▸ Provided records:
────────────────────────────────────────

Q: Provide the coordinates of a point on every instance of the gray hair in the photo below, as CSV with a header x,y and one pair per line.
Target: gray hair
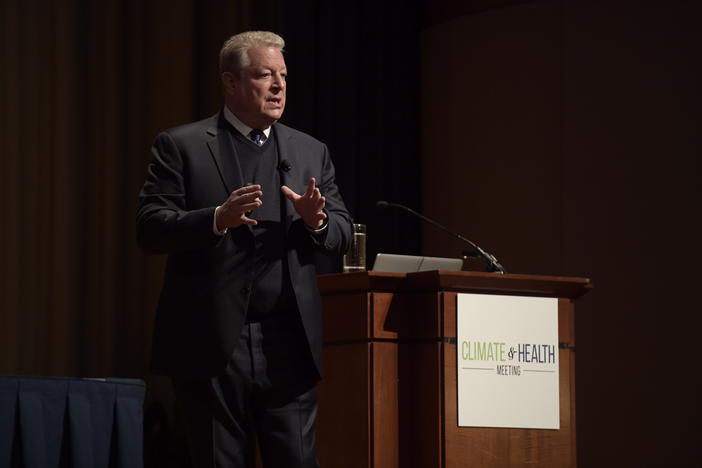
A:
x,y
234,54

────────────────────────────────────────

All the lines above are to be reproduced exactly, except the pictures.

Q: Provide the coordinates of a point on every instance of the gray hair in the photo below, as CSV with a header x,y and one pair per line.
Target: gray hair
A:
x,y
234,54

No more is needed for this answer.